Pode reproduzir as linhas que começam em "For every instance of the denim overalls, the" e terminam em "x=397, y=65", trocando "grey hair" por "silver hair" e mantendo todo o resto sem alteração?

==== Entradas fornecidas

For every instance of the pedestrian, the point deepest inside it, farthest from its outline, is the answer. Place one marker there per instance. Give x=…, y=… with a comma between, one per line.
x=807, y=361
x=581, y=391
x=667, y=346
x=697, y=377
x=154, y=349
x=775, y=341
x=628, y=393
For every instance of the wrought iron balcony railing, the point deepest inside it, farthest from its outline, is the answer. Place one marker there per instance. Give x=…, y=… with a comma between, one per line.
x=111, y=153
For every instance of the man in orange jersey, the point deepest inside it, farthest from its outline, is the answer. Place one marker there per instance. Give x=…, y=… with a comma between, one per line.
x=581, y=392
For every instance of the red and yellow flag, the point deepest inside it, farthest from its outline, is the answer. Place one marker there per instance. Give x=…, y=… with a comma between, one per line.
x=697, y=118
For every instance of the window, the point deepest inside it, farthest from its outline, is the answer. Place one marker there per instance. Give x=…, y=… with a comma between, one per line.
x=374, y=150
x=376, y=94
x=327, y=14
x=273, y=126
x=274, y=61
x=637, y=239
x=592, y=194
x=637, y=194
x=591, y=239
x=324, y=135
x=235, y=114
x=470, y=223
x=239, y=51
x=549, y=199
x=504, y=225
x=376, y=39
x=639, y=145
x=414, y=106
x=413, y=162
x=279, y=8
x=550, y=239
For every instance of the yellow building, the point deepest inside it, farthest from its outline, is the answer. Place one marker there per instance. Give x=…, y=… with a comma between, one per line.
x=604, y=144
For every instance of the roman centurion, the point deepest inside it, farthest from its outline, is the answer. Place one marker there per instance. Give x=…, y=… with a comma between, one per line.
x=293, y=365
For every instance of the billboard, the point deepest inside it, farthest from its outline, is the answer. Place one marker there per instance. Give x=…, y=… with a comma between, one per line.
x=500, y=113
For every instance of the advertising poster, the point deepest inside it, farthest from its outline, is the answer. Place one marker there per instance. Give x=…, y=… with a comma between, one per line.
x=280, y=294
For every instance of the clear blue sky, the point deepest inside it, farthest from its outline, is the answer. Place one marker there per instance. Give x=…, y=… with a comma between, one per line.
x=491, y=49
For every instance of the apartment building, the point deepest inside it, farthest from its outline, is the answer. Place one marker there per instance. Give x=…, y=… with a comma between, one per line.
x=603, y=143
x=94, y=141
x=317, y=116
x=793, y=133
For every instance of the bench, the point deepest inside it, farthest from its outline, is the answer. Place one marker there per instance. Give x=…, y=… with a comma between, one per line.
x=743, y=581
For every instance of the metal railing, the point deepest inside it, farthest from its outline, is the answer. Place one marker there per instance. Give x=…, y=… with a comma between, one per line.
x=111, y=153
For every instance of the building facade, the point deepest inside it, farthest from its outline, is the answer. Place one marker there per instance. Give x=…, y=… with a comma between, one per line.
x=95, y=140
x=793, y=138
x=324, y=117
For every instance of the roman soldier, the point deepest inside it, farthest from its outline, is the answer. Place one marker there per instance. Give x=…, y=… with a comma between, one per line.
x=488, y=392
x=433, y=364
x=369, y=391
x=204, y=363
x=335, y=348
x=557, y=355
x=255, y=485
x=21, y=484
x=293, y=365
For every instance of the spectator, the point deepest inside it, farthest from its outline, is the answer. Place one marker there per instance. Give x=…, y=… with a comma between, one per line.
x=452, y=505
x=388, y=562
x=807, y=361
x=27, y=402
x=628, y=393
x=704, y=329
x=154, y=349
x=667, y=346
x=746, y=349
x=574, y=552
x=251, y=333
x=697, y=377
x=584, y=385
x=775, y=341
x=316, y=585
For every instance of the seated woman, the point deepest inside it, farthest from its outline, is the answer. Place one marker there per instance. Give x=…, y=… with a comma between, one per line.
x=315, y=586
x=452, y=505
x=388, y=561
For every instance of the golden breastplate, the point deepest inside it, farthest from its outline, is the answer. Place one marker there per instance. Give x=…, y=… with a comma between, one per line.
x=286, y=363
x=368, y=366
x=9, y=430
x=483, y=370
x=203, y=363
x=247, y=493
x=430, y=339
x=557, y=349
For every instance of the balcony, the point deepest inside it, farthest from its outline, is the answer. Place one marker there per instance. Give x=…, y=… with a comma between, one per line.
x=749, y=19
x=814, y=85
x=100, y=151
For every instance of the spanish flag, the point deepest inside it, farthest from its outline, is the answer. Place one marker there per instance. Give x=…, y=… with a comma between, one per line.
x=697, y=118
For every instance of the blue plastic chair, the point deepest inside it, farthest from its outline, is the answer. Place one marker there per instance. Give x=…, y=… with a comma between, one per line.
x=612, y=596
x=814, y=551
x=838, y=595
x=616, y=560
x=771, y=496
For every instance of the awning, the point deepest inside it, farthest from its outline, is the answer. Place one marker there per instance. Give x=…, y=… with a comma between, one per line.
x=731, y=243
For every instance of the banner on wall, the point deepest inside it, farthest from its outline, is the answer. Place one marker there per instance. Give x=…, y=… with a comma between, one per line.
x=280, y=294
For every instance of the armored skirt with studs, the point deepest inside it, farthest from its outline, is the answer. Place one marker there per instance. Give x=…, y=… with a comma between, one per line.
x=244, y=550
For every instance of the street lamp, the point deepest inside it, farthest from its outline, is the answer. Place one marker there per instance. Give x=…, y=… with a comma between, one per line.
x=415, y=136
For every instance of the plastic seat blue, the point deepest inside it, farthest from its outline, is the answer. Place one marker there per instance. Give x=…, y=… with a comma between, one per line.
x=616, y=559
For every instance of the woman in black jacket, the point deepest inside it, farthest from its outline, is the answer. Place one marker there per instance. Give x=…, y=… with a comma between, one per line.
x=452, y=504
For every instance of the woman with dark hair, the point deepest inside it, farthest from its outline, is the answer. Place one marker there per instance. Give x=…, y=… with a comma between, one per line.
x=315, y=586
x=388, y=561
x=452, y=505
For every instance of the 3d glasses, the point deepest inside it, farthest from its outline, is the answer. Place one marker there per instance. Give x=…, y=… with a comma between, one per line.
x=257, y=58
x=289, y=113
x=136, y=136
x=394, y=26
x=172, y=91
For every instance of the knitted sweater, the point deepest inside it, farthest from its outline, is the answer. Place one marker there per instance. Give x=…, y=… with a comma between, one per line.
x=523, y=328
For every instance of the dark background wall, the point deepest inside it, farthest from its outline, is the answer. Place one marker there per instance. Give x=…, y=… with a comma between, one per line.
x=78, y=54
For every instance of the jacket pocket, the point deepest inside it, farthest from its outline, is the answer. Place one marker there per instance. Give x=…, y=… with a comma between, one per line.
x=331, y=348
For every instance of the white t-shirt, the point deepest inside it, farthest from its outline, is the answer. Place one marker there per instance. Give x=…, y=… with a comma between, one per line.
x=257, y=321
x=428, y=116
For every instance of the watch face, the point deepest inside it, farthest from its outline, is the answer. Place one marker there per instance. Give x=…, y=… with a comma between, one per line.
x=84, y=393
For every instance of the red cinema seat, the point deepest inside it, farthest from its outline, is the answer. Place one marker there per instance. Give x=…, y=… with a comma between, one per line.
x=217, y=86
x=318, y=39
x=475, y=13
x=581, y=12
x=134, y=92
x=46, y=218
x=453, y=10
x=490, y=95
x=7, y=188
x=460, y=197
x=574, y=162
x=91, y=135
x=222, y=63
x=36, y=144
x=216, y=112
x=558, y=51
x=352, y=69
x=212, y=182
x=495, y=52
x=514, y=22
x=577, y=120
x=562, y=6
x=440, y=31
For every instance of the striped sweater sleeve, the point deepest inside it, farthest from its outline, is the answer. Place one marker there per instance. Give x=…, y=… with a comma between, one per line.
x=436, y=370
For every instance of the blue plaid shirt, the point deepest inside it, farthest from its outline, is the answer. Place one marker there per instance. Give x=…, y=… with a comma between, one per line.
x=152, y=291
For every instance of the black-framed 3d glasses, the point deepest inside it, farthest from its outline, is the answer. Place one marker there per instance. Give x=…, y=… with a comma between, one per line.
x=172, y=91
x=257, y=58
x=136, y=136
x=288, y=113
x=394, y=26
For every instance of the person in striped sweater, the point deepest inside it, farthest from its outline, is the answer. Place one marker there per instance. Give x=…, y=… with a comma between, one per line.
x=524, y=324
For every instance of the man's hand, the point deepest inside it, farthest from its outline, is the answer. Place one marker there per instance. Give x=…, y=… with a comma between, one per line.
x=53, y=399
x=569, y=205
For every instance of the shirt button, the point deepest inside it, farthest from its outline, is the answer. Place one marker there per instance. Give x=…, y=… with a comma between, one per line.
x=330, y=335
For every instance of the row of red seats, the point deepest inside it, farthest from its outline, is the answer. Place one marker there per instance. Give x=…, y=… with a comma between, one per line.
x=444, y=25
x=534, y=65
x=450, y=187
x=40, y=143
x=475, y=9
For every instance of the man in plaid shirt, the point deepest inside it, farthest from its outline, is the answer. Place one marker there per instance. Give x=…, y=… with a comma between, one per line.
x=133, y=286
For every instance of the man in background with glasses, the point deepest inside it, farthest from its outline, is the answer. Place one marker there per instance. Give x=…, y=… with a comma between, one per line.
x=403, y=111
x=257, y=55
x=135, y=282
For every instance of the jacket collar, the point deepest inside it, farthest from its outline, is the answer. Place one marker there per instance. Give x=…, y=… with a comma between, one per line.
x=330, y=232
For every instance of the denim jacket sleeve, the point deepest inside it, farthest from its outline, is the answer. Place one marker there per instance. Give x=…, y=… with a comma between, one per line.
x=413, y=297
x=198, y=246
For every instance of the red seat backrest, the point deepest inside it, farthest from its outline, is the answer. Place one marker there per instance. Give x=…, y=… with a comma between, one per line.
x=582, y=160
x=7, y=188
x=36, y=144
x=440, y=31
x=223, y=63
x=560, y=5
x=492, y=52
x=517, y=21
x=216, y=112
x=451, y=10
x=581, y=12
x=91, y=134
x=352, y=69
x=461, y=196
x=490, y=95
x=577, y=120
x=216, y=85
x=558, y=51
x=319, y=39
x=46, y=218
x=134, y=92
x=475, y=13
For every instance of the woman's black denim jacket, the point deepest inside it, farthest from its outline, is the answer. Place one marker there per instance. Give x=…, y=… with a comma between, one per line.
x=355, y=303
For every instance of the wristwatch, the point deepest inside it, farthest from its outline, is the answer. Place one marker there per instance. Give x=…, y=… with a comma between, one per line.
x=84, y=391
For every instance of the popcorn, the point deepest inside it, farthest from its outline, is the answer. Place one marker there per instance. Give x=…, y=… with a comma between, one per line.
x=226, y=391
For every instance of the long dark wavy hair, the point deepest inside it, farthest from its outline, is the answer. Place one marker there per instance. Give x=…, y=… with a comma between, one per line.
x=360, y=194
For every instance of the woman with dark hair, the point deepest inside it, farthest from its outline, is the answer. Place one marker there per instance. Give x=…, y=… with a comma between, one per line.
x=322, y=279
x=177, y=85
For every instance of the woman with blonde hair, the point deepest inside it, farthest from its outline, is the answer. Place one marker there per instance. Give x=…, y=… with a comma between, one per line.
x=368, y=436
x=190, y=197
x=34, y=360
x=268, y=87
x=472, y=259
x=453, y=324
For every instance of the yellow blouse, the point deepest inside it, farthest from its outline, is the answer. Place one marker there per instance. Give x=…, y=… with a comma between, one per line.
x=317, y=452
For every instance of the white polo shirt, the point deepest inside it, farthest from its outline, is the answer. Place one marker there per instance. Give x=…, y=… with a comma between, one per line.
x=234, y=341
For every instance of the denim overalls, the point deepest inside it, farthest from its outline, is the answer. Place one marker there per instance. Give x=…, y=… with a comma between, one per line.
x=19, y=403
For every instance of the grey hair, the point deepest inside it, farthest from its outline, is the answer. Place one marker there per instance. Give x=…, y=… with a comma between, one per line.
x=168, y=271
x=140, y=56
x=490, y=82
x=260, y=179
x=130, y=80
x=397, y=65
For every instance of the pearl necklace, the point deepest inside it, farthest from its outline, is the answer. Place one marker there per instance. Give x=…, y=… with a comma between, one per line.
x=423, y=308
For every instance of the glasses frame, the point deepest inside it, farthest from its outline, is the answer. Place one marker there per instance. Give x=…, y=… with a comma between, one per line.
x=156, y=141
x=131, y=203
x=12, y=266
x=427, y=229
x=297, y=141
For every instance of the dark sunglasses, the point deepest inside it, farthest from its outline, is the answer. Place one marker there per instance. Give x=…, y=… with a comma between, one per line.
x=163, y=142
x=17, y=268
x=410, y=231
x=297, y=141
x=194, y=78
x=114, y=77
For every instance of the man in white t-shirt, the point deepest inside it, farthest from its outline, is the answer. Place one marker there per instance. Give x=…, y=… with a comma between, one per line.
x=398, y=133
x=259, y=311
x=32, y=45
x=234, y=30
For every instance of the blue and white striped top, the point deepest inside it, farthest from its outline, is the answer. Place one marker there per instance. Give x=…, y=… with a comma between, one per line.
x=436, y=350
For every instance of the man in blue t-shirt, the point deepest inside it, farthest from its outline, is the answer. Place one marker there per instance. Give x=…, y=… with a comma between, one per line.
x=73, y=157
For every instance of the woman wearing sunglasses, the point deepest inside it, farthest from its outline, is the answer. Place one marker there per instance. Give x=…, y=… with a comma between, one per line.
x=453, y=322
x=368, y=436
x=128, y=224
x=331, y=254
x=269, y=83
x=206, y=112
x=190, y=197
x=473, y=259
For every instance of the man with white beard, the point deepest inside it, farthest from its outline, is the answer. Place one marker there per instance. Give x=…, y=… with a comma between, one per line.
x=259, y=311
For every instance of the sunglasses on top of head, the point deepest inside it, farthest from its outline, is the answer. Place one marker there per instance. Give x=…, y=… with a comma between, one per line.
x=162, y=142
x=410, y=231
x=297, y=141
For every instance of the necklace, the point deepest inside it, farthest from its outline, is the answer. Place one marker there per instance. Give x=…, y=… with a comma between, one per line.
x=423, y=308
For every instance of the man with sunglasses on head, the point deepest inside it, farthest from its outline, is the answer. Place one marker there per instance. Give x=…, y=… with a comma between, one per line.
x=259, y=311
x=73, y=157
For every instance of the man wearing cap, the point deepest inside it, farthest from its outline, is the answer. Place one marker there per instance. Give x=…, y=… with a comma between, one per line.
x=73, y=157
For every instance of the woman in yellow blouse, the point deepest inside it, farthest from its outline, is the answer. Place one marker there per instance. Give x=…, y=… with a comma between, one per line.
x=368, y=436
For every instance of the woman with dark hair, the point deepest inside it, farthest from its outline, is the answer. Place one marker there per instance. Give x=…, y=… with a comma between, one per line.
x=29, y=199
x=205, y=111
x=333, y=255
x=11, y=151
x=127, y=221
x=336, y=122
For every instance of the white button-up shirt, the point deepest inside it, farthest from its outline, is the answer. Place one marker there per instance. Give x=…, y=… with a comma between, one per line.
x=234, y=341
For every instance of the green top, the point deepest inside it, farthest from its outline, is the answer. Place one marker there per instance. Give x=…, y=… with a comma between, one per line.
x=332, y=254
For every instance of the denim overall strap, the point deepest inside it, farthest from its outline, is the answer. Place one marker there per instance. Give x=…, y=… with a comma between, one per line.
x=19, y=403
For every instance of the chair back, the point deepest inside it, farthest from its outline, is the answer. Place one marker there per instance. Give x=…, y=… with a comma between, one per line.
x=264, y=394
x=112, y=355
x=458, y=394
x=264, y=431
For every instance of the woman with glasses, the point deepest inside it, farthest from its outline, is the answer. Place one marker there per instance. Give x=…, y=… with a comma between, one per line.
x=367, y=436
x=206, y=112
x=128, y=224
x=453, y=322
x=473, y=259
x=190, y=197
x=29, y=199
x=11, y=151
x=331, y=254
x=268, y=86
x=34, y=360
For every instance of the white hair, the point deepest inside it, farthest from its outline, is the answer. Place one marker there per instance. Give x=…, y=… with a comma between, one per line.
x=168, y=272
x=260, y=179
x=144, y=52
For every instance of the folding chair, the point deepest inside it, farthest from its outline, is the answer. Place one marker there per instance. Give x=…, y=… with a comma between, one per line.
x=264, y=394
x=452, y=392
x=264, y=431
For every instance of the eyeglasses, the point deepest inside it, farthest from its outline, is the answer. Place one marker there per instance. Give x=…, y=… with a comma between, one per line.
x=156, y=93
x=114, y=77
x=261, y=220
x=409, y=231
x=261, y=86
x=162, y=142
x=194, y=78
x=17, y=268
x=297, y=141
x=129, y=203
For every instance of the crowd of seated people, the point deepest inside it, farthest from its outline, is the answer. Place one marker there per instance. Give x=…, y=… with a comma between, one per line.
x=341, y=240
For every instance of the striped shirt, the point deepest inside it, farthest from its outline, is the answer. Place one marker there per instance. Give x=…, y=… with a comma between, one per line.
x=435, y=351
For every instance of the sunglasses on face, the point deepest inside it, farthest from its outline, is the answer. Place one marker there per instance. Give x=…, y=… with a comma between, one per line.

========

**Solução do exercício**:
For every instance of the denim overalls, the point deepest inside it, farthest from its outline, is the answer. Place one marker there per instance. Give x=…, y=… with a comma between, one per line.
x=19, y=403
For every instance of the silver hair, the point deepest inside it, farthest from its outline, is the answer. Place one marker there per instance. Give x=…, y=… with a comma between, one per line.
x=168, y=271
x=140, y=56
x=490, y=82
x=260, y=179
x=130, y=80
x=397, y=65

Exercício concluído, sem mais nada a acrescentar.